-- Opening Marker --

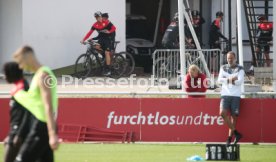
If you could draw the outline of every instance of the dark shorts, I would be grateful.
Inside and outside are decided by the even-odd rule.
[[[14,137],[19,133],[19,126],[20,125],[14,123],[10,125],[9,140],[7,141],[8,145],[13,145]]]
[[[8,139],[8,141],[6,141],[7,142],[6,144],[13,145],[13,139],[14,139],[15,135],[16,135],[16,132],[15,131],[11,131],[9,133],[9,139]]]
[[[221,49],[221,46],[220,46],[220,44],[214,43],[214,44],[210,45],[210,48],[211,49]],[[213,51],[210,54],[211,54],[211,57],[217,57],[217,56],[219,56],[219,52],[216,52],[216,51]]]
[[[16,162],[53,162],[53,151],[49,145],[47,124],[34,120],[31,131],[21,146]]]
[[[222,96],[220,99],[220,109],[229,110],[231,115],[238,116],[240,114],[240,97]]]
[[[98,43],[101,45],[104,51],[114,50],[114,39],[112,38],[99,39]]]
[[[218,43],[212,43],[212,44],[210,44],[210,48],[211,49],[221,49],[221,46]]]
[[[261,42],[257,44],[257,47],[261,50],[263,48],[264,52],[269,52],[270,51],[270,45],[268,44],[267,41]]]
[[[179,43],[174,40],[163,40],[162,49],[179,49]]]

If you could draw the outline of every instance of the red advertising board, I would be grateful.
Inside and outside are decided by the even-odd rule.
[[[9,99],[0,98],[0,141],[9,131]]]
[[[224,142],[219,99],[61,98],[58,123],[135,132],[139,141]],[[8,130],[8,100],[0,99],[0,140]],[[242,142],[276,142],[275,99],[242,99]],[[2,115],[3,114],[3,115]]]

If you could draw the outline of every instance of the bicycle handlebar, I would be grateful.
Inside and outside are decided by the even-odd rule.
[[[97,41],[92,39],[89,39],[88,41],[83,42],[83,45],[87,45],[87,44],[95,45],[95,46],[100,45]]]

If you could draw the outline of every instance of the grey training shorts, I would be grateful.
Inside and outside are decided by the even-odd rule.
[[[238,116],[240,114],[240,97],[221,96],[220,109],[230,110],[231,115]]]

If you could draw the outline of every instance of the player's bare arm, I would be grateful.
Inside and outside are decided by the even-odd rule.
[[[45,114],[47,119],[47,127],[49,133],[49,144],[53,150],[58,148],[58,137],[56,132],[56,124],[52,106],[52,96],[50,83],[44,82],[49,77],[47,73],[42,73],[39,80],[39,88],[44,103]]]

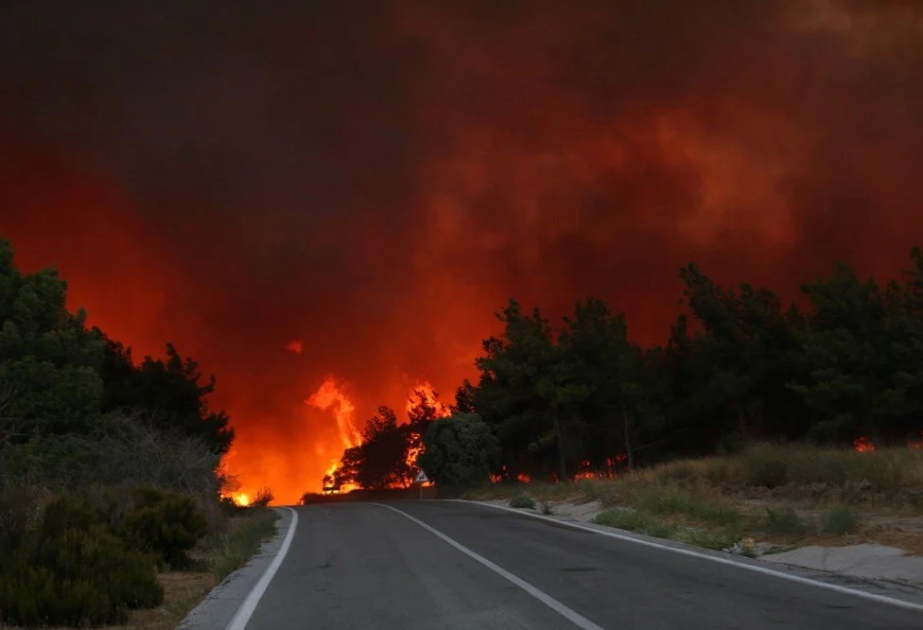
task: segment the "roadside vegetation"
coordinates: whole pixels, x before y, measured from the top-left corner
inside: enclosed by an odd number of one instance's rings
[[[880,542],[923,553],[923,451],[760,444],[566,484],[496,484],[469,498],[598,502],[594,522],[709,549],[754,553],[803,544]],[[736,547],[735,547],[736,546]]]
[[[214,379],[170,345],[136,361],[66,292],[0,241],[0,625],[172,628],[274,514],[221,498]]]

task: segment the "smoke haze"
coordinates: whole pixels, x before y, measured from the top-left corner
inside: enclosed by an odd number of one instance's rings
[[[677,269],[791,298],[923,244],[923,5],[7,2],[0,234],[218,376],[284,501],[356,417],[451,396],[510,296],[661,341]],[[300,342],[299,351],[291,344]]]

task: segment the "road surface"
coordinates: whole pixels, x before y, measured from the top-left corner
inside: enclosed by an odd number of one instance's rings
[[[918,611],[475,504],[297,510],[249,630],[923,628]]]

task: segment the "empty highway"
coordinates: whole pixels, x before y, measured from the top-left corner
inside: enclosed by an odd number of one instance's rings
[[[296,509],[251,630],[923,627],[918,610],[476,504]]]

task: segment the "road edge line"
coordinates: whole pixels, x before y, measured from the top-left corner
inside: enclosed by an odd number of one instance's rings
[[[635,538],[634,536],[629,536],[626,534],[620,534],[619,532],[607,532],[603,530],[596,529],[594,527],[588,527],[582,523],[574,523],[572,521],[563,521],[556,518],[551,518],[544,516],[542,514],[532,514],[531,512],[524,512],[515,508],[506,507],[503,505],[494,505],[493,503],[485,503],[483,501],[468,501],[465,499],[447,499],[448,501],[455,501],[458,503],[468,503],[474,505],[481,505],[484,507],[496,508],[498,510],[504,510],[506,512],[512,512],[513,514],[518,514],[520,516],[528,516],[531,518],[537,518],[539,520],[548,521],[549,523],[554,523],[555,525],[563,525],[565,527],[570,527],[572,529],[579,529],[585,532],[591,532],[593,534],[599,534],[600,536],[607,536],[609,538],[615,538],[617,540],[624,540],[627,542],[636,543],[639,545],[644,545],[647,547],[653,547],[655,549],[663,549],[666,551],[672,551],[674,553],[679,553],[685,556],[692,556],[693,558],[701,558],[703,560],[710,560],[712,562],[717,562],[718,564],[725,564],[729,566],[740,567],[747,571],[754,571],[756,573],[762,573],[764,575],[771,575],[777,578],[782,578],[784,580],[790,580],[792,582],[799,582],[801,584],[809,584],[811,586],[816,586],[819,588],[825,588],[831,591],[836,591],[838,593],[843,593],[846,595],[854,595],[856,597],[861,597],[863,599],[868,599],[875,601],[881,604],[890,604],[892,606],[897,606],[899,608],[906,608],[908,610],[914,610],[918,612],[923,612],[923,604],[917,604],[915,602],[907,601],[905,599],[898,599],[896,597],[888,597],[887,595],[878,595],[876,593],[869,593],[868,591],[860,591],[858,589],[849,588],[848,586],[840,586],[839,584],[829,584],[827,582],[821,582],[820,580],[814,580],[807,577],[802,577],[800,575],[795,575],[793,573],[786,573],[784,571],[778,571],[776,569],[770,569],[768,567],[761,567],[758,565],[753,565],[747,562],[739,562],[737,560],[732,560],[730,558],[722,558],[721,556],[714,556],[707,553],[702,553],[695,551],[694,549],[686,549],[684,547],[673,547],[671,545],[664,545],[661,543],[654,542],[652,540],[645,540],[643,538]]]
[[[419,525],[426,531],[441,538],[443,541],[449,543],[449,545],[451,545],[458,551],[461,551],[463,554],[465,554],[472,560],[479,562],[480,564],[484,565],[485,567],[487,567],[488,569],[490,569],[491,571],[493,571],[500,577],[512,582],[513,584],[515,584],[516,586],[524,590],[526,593],[528,593],[529,595],[537,599],[539,602],[541,602],[545,606],[548,606],[548,608],[551,608],[556,613],[558,613],[559,615],[561,615],[562,617],[564,617],[565,619],[573,623],[578,628],[582,628],[583,630],[603,630],[602,626],[596,625],[595,623],[593,623],[592,621],[590,621],[589,619],[587,619],[586,617],[584,617],[577,611],[571,608],[568,608],[567,606],[565,606],[564,604],[562,604],[561,602],[553,598],[551,595],[533,586],[532,584],[526,582],[525,580],[516,576],[515,574],[510,573],[503,567],[491,562],[484,556],[468,549],[467,547],[462,545],[460,542],[458,542],[454,538],[450,538],[446,534],[443,534],[435,527],[432,527],[431,525],[427,525],[420,519],[413,517],[407,512],[404,512],[403,510],[399,510],[396,507],[385,505],[384,503],[373,503],[372,505],[377,505],[379,507],[389,509],[393,512],[397,512],[398,514],[400,514],[401,516],[405,518],[410,519],[411,521],[413,521],[414,523],[416,523],[417,525]]]
[[[285,556],[288,554],[288,548],[292,546],[292,538],[295,537],[295,528],[298,527],[298,512],[290,507],[286,507],[285,509],[292,513],[292,522],[288,526],[288,531],[285,533],[282,546],[279,547],[279,551],[276,552],[276,557],[273,558],[269,566],[266,567],[266,571],[263,572],[259,582],[250,590],[243,603],[241,603],[240,607],[237,609],[237,612],[231,619],[231,623],[227,626],[227,630],[244,630],[247,627],[247,624],[250,622],[250,617],[253,616],[253,612],[256,610],[257,604],[260,603],[260,599],[262,599],[263,594],[269,587],[269,583],[272,582],[272,578],[275,577],[276,571],[279,570],[282,561],[285,560]]]

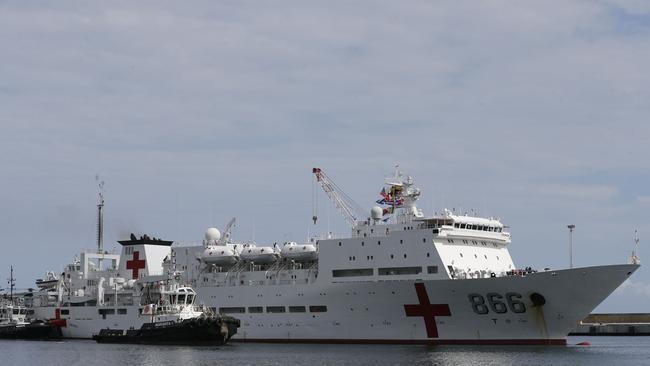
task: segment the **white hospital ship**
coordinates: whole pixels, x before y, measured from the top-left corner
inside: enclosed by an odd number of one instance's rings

-- Closing Marker --

** Requirement **
The string "task" shows up in some lines of the listing. Copy each such line.

** Answer section **
task: segment the "roadside vegetation"
task: segment the "smoke haze"
task: segment the "road surface"
task: segment the "empty highway"
task: segment the "road edge line"
task: segment the **white hospital ship**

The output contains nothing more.